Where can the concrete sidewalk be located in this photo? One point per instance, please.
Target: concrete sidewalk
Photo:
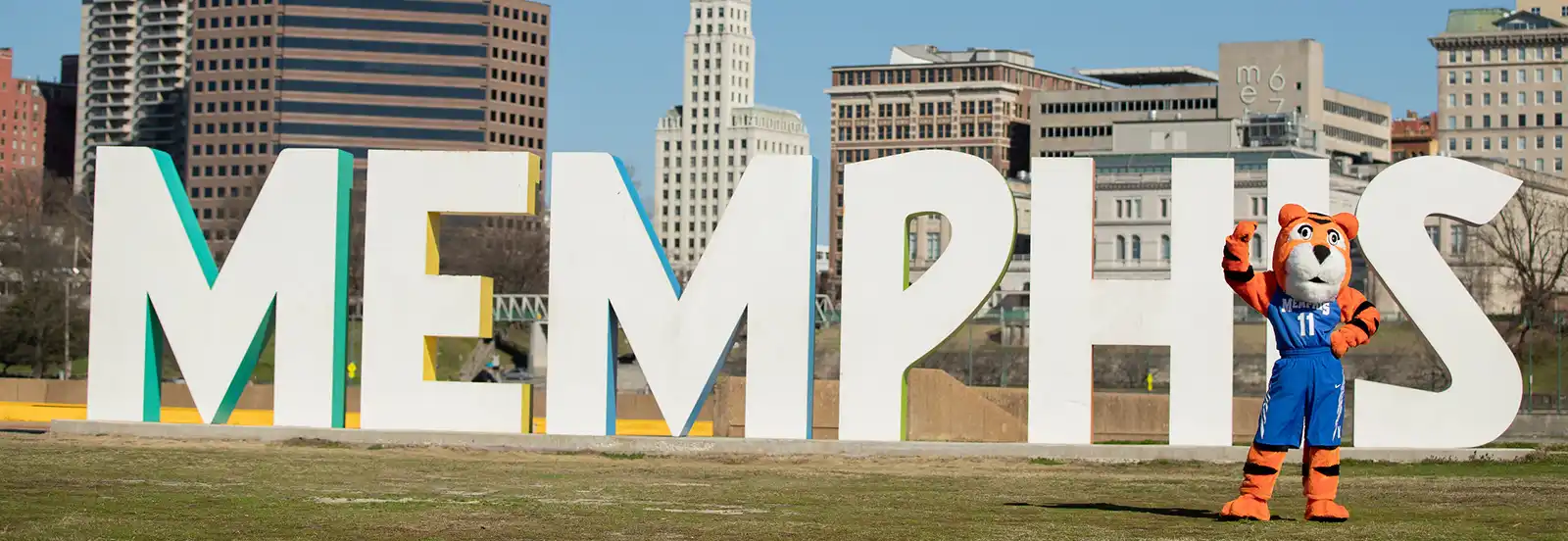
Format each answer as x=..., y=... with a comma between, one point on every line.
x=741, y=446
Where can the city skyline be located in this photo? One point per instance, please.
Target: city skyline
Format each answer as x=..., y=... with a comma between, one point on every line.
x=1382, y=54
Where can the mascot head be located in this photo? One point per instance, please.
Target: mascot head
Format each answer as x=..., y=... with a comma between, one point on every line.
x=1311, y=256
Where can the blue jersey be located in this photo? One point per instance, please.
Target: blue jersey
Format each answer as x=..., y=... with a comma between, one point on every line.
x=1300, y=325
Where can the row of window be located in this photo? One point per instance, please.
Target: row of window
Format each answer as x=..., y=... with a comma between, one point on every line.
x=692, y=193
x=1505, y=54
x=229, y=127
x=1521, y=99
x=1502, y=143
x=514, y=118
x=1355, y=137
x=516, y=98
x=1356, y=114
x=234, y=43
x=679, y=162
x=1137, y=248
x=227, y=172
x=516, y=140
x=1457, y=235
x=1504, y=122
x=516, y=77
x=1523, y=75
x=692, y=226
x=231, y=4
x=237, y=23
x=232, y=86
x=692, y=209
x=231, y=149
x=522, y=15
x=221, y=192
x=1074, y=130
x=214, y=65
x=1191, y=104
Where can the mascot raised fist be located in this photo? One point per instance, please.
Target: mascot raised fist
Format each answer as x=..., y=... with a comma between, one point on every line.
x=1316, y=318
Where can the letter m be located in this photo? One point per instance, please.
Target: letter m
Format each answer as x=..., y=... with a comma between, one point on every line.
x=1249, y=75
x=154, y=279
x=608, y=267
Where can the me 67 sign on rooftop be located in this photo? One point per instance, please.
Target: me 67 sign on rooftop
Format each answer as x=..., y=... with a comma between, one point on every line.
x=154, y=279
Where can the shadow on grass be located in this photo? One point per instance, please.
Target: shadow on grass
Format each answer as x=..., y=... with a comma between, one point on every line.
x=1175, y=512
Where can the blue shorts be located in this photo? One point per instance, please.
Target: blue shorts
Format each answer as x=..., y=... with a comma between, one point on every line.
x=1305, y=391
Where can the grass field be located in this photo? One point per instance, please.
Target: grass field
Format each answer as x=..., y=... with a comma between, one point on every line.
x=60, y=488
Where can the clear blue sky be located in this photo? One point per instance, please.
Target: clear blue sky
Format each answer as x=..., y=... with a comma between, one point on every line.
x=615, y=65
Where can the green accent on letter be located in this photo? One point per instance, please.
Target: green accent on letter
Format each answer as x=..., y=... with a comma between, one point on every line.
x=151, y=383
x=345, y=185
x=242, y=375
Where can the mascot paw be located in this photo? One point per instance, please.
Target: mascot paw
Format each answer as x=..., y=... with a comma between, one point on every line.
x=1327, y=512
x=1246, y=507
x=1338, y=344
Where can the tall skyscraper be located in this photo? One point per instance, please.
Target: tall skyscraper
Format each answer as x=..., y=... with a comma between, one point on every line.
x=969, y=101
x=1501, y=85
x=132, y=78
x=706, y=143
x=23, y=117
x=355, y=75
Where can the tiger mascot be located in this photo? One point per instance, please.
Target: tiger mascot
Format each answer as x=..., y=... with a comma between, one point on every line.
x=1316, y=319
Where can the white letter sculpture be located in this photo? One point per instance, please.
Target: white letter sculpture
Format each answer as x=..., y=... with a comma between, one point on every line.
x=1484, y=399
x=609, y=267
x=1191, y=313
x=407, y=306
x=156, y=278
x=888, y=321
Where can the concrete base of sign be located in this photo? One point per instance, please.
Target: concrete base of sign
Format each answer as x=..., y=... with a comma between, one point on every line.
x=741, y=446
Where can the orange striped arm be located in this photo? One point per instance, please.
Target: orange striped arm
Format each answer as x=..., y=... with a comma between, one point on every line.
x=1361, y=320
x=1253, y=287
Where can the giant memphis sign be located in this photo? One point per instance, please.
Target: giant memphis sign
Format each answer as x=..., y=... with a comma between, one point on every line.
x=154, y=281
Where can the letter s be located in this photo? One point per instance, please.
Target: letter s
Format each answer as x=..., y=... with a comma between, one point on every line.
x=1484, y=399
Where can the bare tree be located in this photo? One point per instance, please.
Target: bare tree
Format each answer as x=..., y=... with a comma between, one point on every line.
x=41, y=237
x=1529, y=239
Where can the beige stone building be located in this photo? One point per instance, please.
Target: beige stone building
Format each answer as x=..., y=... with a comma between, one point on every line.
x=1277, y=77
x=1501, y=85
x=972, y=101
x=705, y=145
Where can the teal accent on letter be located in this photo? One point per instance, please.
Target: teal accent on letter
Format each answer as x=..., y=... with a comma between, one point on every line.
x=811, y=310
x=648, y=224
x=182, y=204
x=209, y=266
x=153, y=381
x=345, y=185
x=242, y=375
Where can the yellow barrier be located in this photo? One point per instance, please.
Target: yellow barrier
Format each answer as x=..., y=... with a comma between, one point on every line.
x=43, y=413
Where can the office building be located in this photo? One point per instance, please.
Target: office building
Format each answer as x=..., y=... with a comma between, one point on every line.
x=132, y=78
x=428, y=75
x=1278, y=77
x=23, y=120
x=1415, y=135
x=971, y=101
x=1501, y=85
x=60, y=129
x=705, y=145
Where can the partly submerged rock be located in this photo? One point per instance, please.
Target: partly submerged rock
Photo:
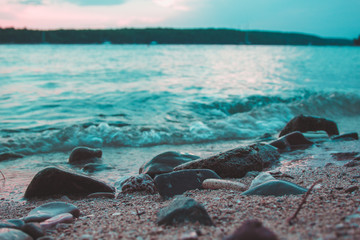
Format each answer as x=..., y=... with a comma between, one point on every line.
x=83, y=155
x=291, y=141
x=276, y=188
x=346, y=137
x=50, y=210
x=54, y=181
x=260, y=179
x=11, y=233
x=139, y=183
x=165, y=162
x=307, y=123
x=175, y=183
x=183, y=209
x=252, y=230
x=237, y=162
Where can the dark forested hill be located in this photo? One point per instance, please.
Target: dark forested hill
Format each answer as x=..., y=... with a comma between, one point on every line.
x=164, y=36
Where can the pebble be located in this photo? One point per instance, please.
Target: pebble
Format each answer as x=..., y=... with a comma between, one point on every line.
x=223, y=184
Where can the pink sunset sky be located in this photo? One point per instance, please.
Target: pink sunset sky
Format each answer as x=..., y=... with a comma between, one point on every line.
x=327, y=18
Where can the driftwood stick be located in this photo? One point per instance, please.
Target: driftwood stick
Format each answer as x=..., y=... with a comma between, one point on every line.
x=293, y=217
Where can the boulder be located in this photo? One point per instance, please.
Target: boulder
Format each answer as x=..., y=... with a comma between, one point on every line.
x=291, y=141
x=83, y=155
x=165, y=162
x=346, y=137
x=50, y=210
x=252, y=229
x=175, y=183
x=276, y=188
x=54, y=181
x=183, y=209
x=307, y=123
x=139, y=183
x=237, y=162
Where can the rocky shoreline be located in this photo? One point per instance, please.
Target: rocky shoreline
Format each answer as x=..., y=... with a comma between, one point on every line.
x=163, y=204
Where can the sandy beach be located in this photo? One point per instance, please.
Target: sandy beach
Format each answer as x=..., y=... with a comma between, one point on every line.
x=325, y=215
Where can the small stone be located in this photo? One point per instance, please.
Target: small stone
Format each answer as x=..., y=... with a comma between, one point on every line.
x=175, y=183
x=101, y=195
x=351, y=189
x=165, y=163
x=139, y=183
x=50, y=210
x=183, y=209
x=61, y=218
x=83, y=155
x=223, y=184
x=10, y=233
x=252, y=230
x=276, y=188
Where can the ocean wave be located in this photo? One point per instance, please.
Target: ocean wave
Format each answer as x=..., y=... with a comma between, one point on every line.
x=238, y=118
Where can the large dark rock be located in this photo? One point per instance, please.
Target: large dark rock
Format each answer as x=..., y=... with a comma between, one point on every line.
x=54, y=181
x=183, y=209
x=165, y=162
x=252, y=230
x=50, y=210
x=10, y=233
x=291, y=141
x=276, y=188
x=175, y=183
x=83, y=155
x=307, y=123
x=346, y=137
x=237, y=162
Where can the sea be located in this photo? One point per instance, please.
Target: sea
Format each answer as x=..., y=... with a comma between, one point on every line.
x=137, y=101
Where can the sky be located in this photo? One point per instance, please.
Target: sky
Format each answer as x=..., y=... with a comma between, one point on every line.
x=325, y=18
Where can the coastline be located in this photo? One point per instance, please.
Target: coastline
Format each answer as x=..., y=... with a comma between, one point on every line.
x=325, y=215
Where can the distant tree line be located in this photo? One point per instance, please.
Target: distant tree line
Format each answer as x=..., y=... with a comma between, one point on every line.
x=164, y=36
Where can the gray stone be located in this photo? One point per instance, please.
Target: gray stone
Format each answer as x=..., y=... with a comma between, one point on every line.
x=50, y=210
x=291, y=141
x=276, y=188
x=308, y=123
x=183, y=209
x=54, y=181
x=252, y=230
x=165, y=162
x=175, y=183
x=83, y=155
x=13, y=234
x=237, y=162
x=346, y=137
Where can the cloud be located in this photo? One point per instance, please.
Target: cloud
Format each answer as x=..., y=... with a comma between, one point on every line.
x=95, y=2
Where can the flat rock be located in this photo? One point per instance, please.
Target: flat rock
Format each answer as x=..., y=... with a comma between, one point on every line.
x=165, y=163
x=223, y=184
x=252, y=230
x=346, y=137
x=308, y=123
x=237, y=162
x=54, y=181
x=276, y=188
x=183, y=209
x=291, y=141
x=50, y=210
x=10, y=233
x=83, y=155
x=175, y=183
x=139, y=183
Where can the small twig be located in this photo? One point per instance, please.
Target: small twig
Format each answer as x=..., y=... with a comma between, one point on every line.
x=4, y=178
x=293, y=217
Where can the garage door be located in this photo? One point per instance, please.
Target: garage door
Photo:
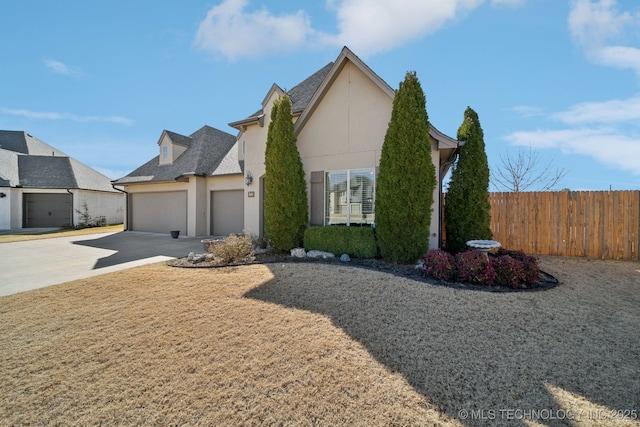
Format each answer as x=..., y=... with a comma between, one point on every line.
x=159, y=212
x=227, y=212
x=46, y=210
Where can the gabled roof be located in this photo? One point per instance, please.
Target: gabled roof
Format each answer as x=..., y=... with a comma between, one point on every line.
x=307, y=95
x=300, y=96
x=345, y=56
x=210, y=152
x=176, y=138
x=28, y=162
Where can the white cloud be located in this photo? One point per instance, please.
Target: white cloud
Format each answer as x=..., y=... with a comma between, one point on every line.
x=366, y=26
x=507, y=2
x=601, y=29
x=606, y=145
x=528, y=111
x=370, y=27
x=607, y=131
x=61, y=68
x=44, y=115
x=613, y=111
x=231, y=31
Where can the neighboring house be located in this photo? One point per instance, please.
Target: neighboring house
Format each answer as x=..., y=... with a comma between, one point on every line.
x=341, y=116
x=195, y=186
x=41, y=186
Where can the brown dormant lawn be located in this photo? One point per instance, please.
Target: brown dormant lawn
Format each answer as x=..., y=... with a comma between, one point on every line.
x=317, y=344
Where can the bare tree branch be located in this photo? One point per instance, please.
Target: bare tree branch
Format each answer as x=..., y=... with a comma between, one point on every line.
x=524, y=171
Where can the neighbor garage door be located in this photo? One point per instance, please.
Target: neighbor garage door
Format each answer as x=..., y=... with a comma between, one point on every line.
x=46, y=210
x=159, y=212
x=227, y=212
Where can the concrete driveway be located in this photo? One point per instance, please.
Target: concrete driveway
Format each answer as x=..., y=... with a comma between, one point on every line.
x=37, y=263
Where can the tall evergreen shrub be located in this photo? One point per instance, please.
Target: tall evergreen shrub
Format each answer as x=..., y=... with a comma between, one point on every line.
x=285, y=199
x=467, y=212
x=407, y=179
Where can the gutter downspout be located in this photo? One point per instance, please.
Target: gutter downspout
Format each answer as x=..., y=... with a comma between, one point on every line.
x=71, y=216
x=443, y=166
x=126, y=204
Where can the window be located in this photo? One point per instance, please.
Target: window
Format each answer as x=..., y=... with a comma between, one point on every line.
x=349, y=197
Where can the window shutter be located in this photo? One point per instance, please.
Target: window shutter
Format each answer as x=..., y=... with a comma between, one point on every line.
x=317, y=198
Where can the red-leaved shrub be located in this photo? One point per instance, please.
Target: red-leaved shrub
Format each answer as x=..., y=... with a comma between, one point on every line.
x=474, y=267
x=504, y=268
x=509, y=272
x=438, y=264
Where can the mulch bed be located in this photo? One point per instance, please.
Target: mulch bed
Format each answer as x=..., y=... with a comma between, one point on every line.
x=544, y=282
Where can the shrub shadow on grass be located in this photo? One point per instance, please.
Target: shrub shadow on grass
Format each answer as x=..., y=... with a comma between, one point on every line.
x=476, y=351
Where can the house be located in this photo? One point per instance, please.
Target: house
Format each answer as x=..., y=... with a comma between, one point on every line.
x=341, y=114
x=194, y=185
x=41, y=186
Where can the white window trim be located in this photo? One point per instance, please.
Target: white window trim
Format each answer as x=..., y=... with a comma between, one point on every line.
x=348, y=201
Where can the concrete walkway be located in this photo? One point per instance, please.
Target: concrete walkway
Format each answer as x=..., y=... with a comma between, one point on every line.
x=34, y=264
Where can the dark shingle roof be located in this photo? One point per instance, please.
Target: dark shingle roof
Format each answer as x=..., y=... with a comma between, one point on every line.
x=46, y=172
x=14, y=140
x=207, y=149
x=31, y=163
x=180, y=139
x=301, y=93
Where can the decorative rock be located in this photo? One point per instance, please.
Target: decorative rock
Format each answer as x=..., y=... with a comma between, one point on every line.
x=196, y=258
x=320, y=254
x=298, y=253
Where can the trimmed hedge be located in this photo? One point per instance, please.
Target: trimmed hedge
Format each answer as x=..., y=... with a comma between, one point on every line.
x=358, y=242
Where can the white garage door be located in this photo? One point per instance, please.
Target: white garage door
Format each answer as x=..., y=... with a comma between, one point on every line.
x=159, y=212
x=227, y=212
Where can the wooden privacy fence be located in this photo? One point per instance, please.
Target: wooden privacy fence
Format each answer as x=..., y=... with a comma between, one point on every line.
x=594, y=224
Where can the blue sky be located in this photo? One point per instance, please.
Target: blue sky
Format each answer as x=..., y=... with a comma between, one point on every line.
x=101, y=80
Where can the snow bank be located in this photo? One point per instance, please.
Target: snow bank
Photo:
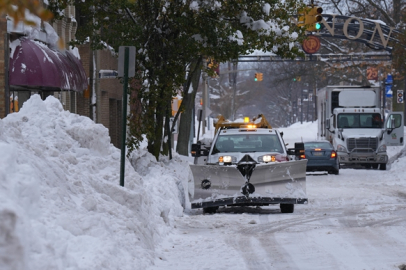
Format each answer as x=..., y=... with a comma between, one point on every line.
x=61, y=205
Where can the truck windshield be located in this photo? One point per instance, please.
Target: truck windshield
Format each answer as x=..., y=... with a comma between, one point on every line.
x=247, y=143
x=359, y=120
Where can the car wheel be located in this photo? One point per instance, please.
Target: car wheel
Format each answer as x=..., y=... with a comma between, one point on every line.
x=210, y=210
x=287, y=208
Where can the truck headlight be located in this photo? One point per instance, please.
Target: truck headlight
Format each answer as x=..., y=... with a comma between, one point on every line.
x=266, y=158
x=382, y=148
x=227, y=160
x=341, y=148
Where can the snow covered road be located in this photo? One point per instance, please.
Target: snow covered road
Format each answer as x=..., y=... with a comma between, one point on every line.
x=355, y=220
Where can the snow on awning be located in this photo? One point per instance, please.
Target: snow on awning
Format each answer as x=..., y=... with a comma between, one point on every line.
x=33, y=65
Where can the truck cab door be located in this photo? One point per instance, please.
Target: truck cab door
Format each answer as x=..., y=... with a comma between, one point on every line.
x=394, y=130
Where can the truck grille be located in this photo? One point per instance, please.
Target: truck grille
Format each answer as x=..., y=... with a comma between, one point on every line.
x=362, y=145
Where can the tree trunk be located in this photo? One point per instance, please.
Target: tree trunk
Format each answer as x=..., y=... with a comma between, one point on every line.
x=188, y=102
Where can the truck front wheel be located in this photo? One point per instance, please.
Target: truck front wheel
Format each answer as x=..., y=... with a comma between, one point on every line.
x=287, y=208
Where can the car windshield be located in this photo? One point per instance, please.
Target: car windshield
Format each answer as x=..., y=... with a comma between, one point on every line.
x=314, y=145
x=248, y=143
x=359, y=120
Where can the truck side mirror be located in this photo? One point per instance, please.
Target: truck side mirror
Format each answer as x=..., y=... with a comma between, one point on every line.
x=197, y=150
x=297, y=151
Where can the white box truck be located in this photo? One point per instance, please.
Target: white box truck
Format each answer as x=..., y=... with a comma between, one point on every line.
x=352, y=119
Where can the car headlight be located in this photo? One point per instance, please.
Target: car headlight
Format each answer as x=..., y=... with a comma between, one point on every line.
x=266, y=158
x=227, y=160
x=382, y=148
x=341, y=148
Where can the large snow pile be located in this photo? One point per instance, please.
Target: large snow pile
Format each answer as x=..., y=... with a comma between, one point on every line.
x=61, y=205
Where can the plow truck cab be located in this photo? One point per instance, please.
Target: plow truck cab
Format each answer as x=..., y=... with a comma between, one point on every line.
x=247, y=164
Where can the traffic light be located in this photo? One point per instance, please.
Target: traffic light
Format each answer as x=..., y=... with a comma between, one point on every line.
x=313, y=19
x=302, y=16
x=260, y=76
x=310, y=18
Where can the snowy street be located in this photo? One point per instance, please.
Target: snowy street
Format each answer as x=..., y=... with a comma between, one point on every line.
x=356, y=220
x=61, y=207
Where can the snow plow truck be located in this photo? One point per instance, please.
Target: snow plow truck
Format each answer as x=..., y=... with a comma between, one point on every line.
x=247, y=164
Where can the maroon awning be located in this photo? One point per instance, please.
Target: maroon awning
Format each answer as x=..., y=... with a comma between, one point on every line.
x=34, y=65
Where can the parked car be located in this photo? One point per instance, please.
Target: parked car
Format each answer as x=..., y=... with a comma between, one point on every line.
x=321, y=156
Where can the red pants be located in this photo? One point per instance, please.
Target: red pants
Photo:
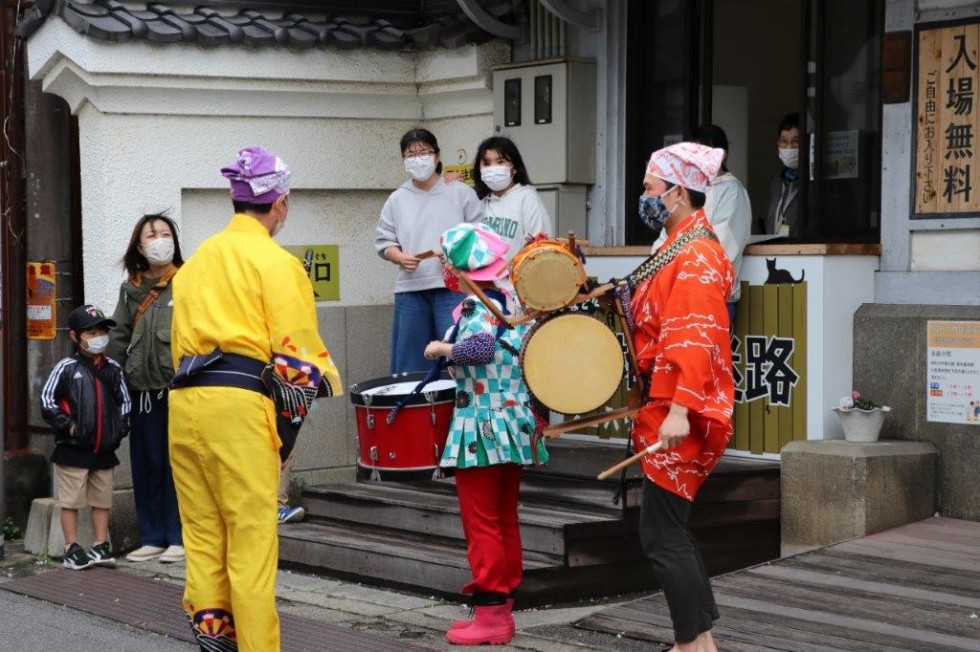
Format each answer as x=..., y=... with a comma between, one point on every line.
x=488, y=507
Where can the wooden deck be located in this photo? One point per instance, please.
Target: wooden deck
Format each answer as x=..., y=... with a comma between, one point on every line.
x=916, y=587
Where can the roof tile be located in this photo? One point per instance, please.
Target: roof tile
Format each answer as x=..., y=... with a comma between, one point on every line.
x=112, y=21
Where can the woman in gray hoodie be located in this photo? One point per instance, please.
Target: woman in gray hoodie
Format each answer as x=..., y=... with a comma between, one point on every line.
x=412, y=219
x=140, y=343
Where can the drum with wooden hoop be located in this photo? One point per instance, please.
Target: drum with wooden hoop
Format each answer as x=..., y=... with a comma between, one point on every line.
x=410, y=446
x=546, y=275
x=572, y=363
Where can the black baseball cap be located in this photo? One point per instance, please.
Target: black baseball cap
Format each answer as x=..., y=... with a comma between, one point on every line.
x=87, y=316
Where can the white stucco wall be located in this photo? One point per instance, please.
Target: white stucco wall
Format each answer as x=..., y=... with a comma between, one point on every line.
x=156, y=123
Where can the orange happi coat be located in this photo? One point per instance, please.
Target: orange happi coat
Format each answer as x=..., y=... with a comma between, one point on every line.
● ● ● ● ●
*YOUR INSTRUCTIONS*:
Of all the entries above, output exactly the lines between the one holding "Where can the small stone" and the one holding "Target: large dark rock", inclusive.

*RESPONSE FOR THIS EXERCISE*:
Where can the small stone be located in this photo? One point per instance, please.
Target: small stone
Format each answer as x=..., y=... with a comma between, one point on every line.
x=175, y=183
x=101, y=195
x=351, y=189
x=165, y=163
x=139, y=183
x=50, y=210
x=183, y=209
x=61, y=218
x=83, y=155
x=223, y=184
x=10, y=233
x=252, y=230
x=276, y=188
Where can the ocean wave be located in this photo? One point per instance, please.
Target: ocean wave
Format each answer as x=..., y=... with a comma between, one point on every line.
x=238, y=118
Where can the large dark rock be located in this photo? One point per instance, please.
Target: large dark rock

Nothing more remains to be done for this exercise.